Send back the line that contains "Exercise. Mark the woman's" and all lines following it through the end of the data below, exactly, omitting pictures.
Information given Start Marker
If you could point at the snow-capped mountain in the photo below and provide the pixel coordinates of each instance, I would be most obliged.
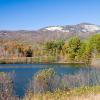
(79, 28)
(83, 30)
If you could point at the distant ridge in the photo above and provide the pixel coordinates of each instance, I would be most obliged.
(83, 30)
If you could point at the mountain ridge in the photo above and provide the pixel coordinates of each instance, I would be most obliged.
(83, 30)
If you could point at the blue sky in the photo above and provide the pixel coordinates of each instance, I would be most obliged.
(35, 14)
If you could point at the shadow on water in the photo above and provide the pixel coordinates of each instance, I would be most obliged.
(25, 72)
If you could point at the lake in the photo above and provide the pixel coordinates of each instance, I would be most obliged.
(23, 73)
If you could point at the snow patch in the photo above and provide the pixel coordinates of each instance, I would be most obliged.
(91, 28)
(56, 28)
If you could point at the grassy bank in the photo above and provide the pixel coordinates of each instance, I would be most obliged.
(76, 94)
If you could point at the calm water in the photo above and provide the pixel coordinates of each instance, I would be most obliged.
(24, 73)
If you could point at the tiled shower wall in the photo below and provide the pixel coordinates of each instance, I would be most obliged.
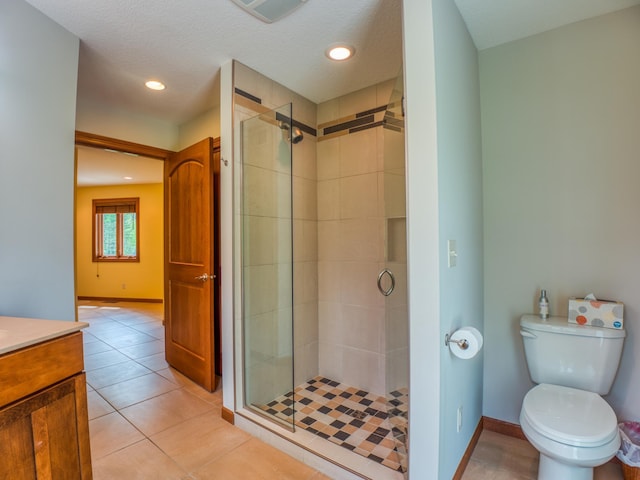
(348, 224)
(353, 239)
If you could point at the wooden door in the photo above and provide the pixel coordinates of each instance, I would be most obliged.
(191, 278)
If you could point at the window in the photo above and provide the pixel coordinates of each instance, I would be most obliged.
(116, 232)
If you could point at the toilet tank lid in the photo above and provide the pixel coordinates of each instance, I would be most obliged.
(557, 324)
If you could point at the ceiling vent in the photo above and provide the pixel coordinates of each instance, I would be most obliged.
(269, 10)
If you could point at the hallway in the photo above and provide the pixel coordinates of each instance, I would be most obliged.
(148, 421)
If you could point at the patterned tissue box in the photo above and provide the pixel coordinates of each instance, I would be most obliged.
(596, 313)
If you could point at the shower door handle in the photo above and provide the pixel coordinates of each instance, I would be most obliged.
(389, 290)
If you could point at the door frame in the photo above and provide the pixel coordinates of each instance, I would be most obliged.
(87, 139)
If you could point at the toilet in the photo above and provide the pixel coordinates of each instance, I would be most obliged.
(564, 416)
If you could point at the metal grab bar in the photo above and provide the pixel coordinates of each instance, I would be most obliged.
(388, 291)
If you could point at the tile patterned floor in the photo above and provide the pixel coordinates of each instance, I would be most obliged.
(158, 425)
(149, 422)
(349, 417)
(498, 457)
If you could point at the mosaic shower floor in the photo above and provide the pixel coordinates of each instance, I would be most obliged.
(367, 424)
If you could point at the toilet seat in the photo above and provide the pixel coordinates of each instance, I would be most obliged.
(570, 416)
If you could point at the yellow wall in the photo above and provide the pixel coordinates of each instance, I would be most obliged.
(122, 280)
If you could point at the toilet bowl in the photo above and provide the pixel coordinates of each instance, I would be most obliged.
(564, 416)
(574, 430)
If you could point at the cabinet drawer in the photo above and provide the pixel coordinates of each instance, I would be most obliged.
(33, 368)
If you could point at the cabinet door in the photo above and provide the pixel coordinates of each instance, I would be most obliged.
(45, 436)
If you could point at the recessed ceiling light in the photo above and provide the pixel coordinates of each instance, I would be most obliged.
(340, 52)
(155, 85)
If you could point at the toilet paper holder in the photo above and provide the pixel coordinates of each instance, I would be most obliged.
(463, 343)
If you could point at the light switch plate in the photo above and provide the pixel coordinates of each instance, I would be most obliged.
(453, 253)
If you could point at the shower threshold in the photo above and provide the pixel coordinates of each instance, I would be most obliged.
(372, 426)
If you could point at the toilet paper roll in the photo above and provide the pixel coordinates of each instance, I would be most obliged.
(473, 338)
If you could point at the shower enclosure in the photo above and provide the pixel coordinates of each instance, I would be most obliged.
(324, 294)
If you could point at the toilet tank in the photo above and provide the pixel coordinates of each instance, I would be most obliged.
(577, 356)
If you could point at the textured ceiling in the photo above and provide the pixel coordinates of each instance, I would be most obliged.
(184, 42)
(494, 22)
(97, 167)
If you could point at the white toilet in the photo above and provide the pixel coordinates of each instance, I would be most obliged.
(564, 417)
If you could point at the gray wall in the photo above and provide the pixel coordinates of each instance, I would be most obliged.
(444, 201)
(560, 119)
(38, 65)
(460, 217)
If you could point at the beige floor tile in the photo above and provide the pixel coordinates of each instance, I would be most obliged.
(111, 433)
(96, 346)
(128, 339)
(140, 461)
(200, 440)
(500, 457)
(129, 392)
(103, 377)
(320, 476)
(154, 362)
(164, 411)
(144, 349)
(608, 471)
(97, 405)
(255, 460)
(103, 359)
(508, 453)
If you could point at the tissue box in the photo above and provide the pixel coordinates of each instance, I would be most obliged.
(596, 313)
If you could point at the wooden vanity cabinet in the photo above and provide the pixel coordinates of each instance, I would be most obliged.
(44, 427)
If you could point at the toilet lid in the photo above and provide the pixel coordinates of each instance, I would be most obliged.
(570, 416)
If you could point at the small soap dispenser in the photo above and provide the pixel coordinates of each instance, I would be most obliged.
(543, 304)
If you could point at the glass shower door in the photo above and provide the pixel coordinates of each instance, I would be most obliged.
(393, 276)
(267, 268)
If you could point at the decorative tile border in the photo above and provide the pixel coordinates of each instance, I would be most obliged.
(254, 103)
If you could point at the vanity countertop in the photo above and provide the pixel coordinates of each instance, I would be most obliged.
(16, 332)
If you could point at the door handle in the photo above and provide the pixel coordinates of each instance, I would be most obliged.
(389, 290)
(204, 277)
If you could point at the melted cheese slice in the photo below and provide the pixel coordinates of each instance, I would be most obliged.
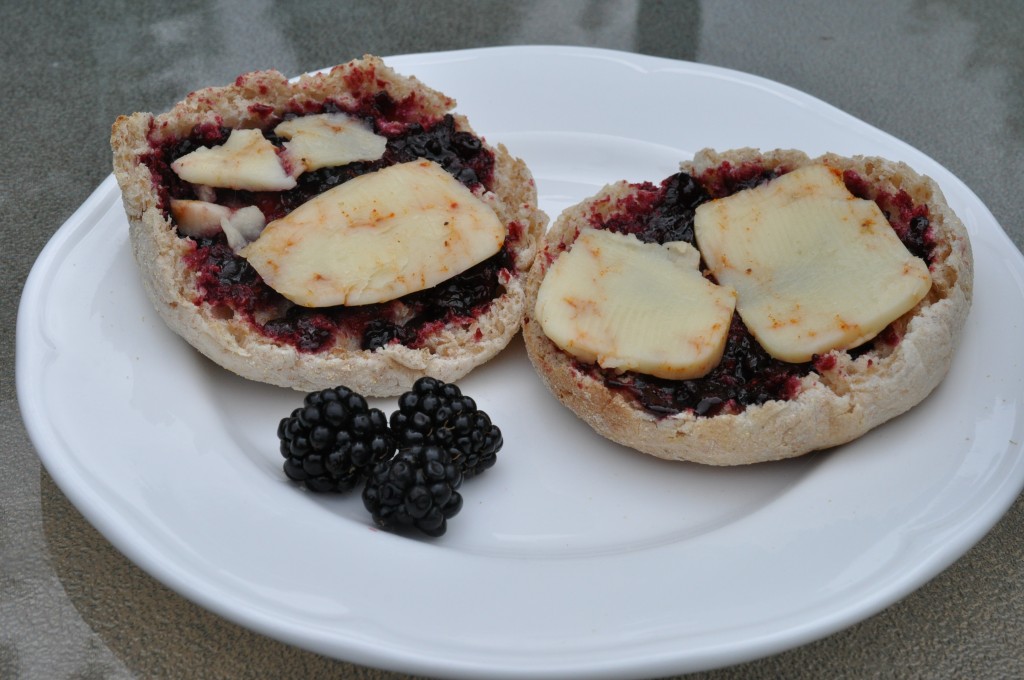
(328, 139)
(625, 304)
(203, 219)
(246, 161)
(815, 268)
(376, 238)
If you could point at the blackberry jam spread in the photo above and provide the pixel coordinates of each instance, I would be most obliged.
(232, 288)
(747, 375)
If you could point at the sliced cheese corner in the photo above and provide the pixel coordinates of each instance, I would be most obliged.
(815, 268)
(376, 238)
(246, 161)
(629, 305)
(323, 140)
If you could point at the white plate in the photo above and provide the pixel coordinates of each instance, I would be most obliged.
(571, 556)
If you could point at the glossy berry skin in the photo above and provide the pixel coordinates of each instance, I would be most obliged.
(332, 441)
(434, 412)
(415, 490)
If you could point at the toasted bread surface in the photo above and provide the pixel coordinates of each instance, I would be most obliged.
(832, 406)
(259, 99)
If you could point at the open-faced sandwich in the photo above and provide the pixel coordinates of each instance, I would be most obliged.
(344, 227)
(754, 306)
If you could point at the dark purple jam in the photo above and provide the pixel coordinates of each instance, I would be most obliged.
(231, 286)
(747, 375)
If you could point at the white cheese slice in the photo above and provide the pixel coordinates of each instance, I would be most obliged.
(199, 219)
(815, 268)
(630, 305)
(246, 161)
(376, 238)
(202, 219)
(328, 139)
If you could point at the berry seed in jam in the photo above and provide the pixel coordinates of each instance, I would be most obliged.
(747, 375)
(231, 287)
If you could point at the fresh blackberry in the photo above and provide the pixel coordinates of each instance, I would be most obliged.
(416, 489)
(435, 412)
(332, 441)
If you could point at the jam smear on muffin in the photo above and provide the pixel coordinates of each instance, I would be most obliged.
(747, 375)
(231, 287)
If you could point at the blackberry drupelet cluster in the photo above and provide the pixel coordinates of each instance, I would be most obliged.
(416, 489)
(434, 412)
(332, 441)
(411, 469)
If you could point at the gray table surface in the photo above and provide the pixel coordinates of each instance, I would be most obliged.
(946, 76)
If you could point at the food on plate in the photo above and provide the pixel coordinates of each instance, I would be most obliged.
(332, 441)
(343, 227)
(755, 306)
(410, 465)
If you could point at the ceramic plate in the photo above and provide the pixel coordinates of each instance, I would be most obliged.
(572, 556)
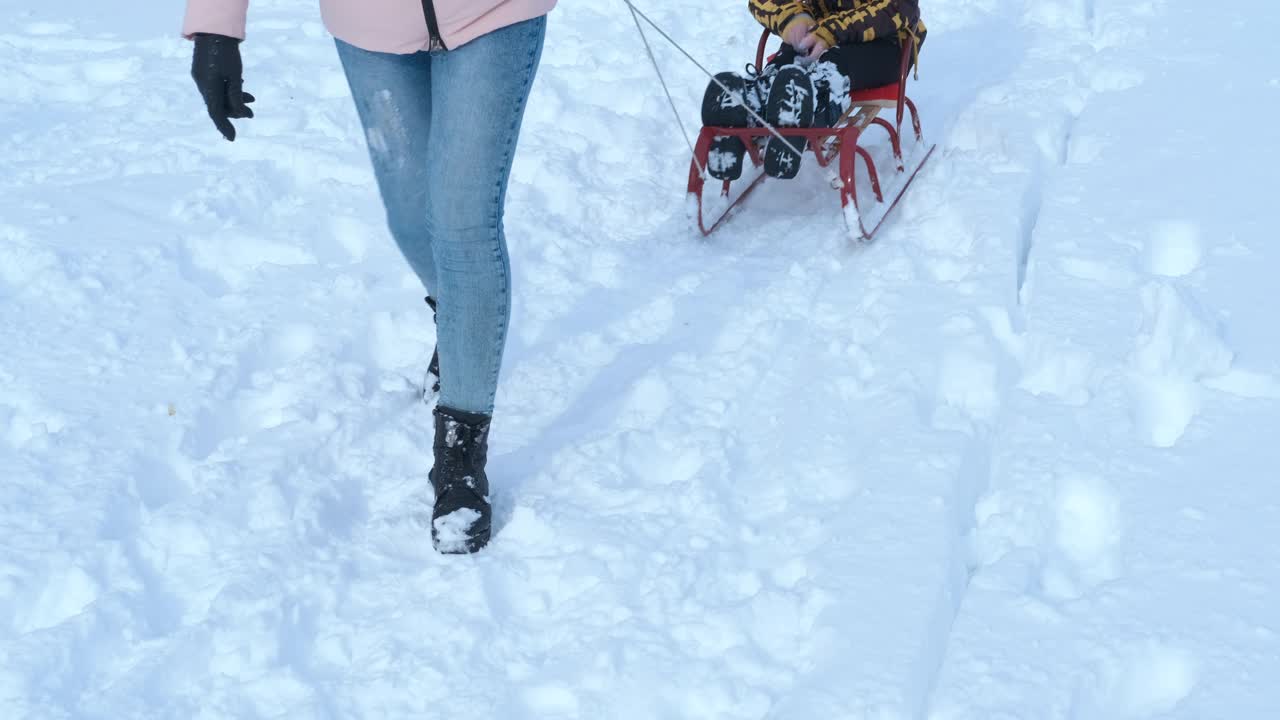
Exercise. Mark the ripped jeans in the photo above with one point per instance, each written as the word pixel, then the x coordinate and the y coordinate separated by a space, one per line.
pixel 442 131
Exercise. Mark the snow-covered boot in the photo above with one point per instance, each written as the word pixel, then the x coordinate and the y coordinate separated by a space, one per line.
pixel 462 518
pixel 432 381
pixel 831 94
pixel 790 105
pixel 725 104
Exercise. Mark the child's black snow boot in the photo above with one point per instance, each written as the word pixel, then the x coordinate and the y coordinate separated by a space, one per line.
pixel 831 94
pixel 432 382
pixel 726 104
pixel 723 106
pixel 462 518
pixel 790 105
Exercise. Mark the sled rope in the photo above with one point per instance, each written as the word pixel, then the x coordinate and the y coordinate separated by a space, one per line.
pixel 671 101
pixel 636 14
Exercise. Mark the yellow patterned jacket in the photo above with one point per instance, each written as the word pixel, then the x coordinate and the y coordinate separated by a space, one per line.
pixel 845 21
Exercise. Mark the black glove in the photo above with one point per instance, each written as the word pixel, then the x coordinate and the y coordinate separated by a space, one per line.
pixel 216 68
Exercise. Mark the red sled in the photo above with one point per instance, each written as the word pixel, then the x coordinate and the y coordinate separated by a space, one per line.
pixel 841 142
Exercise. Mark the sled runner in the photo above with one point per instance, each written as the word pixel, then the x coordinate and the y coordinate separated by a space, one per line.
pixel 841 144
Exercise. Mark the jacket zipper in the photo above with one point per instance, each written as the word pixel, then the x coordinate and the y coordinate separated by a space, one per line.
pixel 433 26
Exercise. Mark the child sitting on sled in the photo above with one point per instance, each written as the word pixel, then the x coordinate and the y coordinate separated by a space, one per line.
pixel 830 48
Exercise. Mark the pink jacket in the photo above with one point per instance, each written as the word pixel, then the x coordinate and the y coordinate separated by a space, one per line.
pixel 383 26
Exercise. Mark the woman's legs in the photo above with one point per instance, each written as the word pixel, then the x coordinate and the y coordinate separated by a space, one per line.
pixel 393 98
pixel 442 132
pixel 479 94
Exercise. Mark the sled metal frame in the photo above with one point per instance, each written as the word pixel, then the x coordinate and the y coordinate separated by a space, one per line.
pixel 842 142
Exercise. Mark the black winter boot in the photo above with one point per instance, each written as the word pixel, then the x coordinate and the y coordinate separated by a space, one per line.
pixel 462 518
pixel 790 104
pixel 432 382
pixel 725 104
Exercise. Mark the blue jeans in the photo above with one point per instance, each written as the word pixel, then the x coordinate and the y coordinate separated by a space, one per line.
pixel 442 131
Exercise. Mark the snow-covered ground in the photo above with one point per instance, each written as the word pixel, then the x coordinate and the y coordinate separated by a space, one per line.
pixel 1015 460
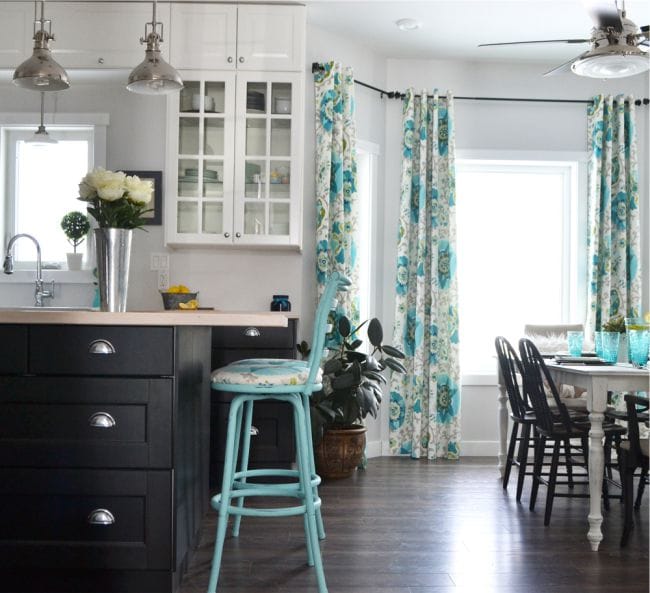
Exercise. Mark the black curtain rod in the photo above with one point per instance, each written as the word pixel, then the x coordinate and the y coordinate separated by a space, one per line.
Information given End Marker
- _Task output_:
Exercise. Mark the woman's legs in the photo above with one point per instance, each written as the word pixel, then the x coordinate and the y coordinate separated by a space, one per line.
pixel 393 98
pixel 442 132
pixel 479 94
Exercise. Mark the sled metal frame in the photo above with one point per instance, each written as the word pixel, then the x coordinate and the y coordinate separated by a space, one per line.
pixel 842 142
Exercise. Mark the black winter boot in the photo above with one point per instance, each written as the word pixel, then the x coordinate and the y coordinate separated by a space, one per line.
pixel 462 518
pixel 790 104
pixel 432 382
pixel 725 104
Exercise. Mark the blue jeans in the photo above with one point per instance, each written as the word pixel, then the x coordinate and the y coordinate separated by a space, one per line.
pixel 442 131
Exercise. Mark the snow-covered ground in the photo above with one point per instance, each written as the word pixel, then the x coordinate and the y coordinate separated by a space, one per line.
pixel 1015 460
Exercise. Mark the black curtain rod in the photo above with one point per instance, each written as the word pixel, then the x coordinate and the y coordinate separated by a space, one per line.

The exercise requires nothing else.